##### Excerpted data

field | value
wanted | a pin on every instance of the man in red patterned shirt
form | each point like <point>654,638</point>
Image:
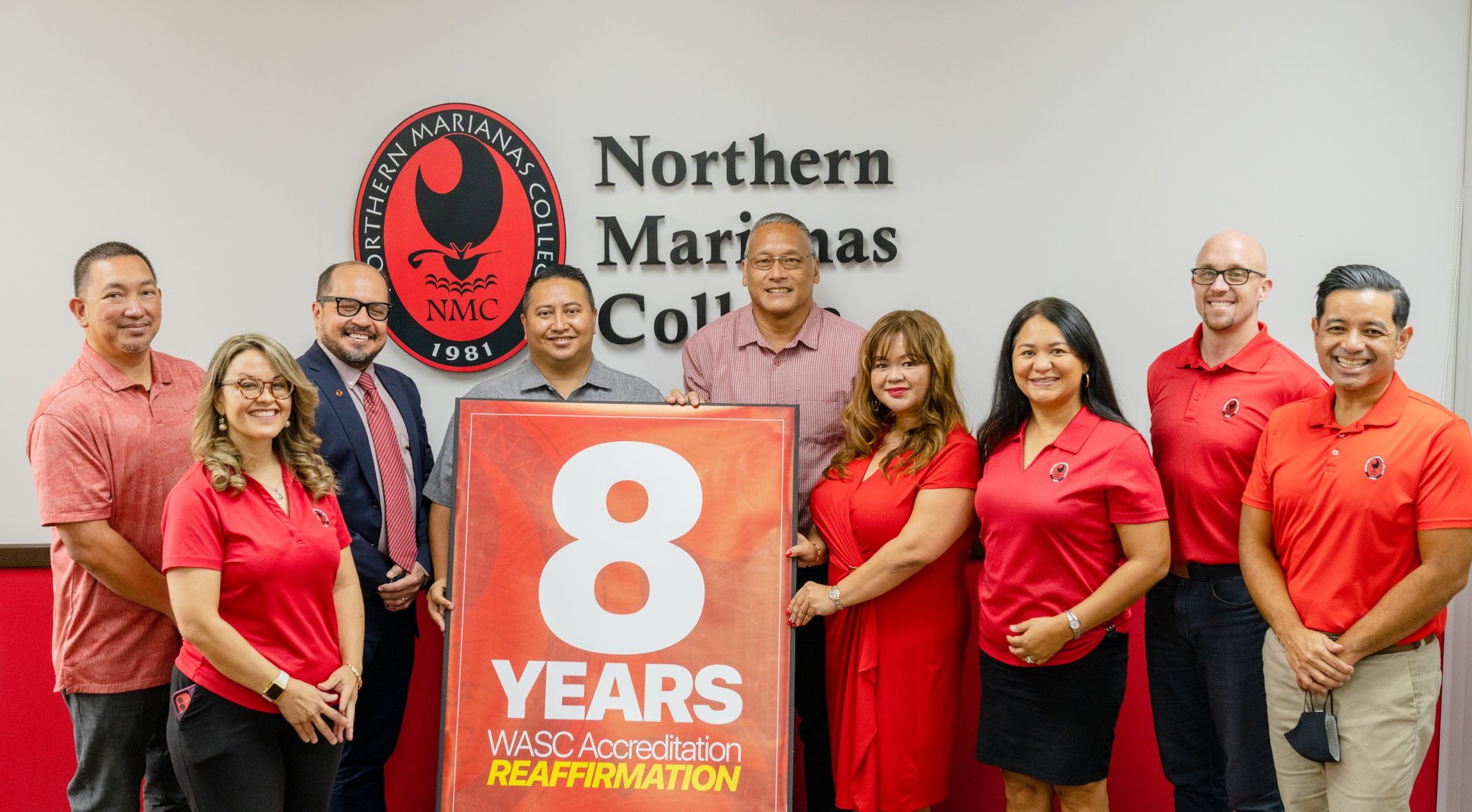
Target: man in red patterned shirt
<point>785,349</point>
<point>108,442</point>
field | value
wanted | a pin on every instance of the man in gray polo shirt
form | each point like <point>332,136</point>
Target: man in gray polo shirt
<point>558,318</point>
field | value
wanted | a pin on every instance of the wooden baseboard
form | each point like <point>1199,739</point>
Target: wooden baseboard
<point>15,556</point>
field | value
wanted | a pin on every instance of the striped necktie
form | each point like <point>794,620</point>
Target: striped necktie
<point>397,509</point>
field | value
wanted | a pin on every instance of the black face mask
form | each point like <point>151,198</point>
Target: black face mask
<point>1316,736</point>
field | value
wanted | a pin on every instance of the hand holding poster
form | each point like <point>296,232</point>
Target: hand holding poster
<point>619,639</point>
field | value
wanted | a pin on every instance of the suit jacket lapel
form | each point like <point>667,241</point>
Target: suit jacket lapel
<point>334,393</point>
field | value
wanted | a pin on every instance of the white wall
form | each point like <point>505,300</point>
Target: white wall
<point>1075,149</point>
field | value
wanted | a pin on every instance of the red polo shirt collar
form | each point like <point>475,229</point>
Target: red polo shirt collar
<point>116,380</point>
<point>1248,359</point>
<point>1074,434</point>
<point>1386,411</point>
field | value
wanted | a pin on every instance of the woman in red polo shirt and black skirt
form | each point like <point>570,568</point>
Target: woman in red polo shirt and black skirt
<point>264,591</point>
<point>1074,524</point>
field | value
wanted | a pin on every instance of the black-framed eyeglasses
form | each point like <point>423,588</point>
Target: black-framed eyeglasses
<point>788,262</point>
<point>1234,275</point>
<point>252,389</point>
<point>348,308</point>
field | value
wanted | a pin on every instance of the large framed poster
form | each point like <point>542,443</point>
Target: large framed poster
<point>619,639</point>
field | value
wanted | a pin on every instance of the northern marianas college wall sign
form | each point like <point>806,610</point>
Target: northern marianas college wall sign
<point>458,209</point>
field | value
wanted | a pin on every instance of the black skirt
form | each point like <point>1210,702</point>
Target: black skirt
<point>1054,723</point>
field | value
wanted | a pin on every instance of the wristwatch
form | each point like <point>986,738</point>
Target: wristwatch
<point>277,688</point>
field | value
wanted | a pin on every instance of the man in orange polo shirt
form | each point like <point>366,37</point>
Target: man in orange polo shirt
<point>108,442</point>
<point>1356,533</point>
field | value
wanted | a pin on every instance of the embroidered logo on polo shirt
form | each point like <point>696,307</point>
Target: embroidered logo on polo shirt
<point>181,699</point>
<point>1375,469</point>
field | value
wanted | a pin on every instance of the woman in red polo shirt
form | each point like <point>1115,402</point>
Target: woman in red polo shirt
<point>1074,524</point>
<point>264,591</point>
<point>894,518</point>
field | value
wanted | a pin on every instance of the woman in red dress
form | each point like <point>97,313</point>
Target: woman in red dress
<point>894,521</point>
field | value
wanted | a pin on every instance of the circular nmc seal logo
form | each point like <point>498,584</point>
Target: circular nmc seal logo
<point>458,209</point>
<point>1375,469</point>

##########
##### Excerpted data

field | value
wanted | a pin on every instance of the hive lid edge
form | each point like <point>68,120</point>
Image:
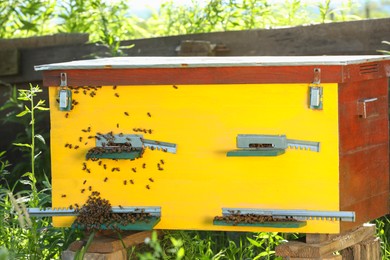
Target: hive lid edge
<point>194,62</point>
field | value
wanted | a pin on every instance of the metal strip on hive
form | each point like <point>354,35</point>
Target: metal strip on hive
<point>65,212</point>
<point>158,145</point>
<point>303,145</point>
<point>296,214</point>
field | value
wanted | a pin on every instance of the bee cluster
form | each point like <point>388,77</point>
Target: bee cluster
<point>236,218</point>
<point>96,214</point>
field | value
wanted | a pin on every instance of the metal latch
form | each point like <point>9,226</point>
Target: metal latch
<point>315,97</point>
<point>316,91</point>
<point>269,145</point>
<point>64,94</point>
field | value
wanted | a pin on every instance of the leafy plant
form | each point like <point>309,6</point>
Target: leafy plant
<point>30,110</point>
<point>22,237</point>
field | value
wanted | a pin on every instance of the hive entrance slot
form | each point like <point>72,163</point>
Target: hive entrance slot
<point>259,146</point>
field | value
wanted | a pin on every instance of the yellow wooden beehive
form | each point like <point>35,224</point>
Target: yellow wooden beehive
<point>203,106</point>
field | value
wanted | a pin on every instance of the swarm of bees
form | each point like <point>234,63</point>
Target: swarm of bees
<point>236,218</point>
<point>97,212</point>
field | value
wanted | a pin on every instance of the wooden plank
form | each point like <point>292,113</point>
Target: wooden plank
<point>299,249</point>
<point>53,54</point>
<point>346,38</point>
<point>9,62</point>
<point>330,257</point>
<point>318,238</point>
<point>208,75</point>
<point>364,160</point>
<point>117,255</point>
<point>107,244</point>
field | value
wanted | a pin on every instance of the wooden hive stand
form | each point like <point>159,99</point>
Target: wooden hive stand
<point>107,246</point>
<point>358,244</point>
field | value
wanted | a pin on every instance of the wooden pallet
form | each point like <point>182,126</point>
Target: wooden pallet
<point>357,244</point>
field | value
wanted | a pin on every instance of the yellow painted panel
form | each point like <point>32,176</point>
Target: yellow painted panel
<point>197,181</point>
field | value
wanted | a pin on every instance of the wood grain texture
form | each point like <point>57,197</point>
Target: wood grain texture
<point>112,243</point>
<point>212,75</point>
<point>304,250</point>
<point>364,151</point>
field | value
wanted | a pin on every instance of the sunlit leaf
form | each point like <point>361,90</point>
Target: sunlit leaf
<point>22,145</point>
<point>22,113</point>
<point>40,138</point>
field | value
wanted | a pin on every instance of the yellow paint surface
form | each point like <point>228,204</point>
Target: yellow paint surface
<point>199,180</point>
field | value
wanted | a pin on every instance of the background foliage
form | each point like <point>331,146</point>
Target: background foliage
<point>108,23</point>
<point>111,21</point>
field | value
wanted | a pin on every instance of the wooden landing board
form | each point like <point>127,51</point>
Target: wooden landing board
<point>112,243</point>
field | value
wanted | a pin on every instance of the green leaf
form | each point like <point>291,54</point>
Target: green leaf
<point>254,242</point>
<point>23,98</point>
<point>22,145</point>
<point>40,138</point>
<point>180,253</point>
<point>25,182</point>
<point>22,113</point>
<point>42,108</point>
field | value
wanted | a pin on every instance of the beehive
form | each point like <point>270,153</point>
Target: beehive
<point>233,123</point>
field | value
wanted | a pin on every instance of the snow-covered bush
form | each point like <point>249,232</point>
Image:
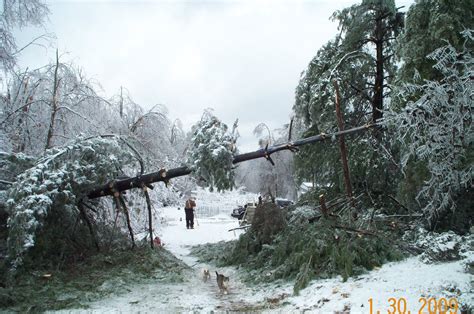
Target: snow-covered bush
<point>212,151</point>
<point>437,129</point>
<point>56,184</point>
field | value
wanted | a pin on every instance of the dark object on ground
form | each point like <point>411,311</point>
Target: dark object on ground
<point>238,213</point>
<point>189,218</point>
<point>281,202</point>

##########

▶ Problem description
Write out, from the lines above, only those from the line with "wanted | a pin on every instance of the sunlit" to the line with "wanted | a pin on every instance of the background", exactly as given, including the first and the last.

▶ Written solution
wanted | a pin on every instance of the sunlit leaf
form | each point like <point>361,90</point>
Target: sunlit leaf
<point>22,145</point>
<point>22,113</point>
<point>40,138</point>
field | value
wanted | a pin on every instance of the yellow paint surface
form | each point like <point>228,204</point>
Target: yellow paint surface
<point>199,180</point>
field | value
wanted | a pin on every instance of the background foliage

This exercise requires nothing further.